(Object location annotation data)
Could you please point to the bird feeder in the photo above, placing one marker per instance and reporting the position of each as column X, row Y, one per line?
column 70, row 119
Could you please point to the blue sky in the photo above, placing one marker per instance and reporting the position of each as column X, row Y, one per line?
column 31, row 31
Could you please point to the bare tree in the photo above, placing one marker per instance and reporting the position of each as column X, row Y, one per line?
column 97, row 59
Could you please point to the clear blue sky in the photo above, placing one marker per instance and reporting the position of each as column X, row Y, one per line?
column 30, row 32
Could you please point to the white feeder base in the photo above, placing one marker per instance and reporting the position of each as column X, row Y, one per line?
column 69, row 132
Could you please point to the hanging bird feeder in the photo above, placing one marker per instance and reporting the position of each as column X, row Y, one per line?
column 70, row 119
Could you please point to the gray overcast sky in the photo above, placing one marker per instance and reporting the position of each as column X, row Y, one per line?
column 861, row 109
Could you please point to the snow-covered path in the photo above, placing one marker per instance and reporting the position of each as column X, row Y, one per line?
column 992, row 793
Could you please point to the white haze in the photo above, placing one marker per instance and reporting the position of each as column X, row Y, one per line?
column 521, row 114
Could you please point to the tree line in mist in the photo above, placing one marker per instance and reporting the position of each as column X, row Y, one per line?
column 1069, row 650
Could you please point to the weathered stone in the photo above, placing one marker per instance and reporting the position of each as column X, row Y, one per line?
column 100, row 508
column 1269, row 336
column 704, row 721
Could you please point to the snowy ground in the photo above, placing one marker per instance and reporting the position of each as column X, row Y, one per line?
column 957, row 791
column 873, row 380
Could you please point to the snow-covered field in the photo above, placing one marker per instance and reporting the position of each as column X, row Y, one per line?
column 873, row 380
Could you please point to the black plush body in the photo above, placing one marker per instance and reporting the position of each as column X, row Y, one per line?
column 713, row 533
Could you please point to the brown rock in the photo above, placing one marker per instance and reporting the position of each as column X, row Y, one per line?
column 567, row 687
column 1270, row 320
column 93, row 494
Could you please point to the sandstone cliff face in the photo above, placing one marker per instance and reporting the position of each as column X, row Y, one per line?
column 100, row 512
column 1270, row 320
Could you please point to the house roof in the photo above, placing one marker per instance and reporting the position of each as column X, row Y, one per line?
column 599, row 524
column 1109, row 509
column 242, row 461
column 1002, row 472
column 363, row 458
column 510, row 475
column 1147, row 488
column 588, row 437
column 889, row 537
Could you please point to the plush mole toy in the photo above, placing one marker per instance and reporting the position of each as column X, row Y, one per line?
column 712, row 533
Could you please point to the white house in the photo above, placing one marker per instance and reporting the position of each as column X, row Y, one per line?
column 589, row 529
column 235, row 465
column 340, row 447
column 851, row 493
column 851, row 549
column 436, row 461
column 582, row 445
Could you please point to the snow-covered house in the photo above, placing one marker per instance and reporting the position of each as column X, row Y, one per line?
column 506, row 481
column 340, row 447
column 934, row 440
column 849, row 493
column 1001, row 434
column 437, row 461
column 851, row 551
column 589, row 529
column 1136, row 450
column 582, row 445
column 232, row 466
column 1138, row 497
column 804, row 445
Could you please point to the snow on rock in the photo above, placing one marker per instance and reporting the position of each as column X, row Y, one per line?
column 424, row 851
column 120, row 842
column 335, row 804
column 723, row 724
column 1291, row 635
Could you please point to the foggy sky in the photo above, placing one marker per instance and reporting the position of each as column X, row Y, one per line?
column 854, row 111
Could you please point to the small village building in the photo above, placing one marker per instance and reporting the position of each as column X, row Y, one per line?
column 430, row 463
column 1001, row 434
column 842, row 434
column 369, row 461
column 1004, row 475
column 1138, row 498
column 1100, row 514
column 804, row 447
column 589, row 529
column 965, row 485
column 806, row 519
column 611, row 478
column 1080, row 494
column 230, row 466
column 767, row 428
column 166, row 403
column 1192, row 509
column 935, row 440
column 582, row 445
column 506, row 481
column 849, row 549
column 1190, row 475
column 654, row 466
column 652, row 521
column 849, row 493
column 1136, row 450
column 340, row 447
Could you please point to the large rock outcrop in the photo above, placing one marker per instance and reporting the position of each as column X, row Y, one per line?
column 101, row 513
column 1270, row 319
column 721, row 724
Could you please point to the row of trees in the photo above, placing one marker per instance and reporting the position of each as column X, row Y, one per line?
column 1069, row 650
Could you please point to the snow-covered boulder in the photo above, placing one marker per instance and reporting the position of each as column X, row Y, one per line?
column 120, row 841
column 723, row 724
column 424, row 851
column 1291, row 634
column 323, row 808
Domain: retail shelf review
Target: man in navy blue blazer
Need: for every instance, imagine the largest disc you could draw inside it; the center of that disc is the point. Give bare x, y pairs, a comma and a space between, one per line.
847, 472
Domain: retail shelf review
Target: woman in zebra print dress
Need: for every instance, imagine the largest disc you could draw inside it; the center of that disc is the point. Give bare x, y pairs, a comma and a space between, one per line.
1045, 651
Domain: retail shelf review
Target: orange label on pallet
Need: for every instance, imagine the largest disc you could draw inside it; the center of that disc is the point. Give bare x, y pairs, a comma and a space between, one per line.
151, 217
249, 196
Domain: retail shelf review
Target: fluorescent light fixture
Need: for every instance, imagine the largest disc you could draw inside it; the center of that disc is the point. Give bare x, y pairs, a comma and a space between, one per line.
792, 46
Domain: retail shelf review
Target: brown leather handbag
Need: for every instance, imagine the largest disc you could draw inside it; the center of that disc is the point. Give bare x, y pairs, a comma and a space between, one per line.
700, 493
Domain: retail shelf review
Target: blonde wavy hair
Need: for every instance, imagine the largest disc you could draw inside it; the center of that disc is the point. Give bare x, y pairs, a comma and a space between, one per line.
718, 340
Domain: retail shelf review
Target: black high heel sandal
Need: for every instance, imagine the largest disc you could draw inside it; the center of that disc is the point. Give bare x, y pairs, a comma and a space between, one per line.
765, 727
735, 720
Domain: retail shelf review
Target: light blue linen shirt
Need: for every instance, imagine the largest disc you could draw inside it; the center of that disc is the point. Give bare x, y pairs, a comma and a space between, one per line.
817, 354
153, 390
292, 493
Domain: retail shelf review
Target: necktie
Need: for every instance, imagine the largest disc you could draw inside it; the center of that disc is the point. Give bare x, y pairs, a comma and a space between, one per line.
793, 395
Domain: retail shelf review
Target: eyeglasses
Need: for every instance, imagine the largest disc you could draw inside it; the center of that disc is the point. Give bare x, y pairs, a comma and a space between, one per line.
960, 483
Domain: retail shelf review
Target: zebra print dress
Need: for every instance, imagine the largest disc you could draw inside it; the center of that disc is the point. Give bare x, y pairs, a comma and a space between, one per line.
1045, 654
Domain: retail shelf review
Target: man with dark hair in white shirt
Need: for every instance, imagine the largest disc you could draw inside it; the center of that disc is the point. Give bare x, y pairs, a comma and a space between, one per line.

**What you will do**. Reproduce the lines of the material above unchanged, everything from the line containing "Could you please point to the snow-covered house" down to the line containing "column 854, row 111", with both of those lines included.

**Response for this exercise**.
Could you please point to the snow-covered house in the photo above, placing one marker per instance and reporting the position of each as column X, row Y, one per line?
column 506, row 481
column 340, row 447
column 934, row 440
column 849, row 493
column 1001, row 434
column 437, row 461
column 851, row 551
column 589, row 529
column 1136, row 450
column 582, row 445
column 232, row 466
column 1138, row 497
column 804, row 445
Could you please point to the snow on rock in the photo above, placing one marker per instance and reporting the position of each as column X, row Y, one per line?
column 424, row 851
column 120, row 842
column 335, row 804
column 723, row 724
column 1291, row 635
Could you please point to the foggy sky in the photo above, placing one marker per instance and reporting the position of each as column X, row Y, one per line?
column 854, row 111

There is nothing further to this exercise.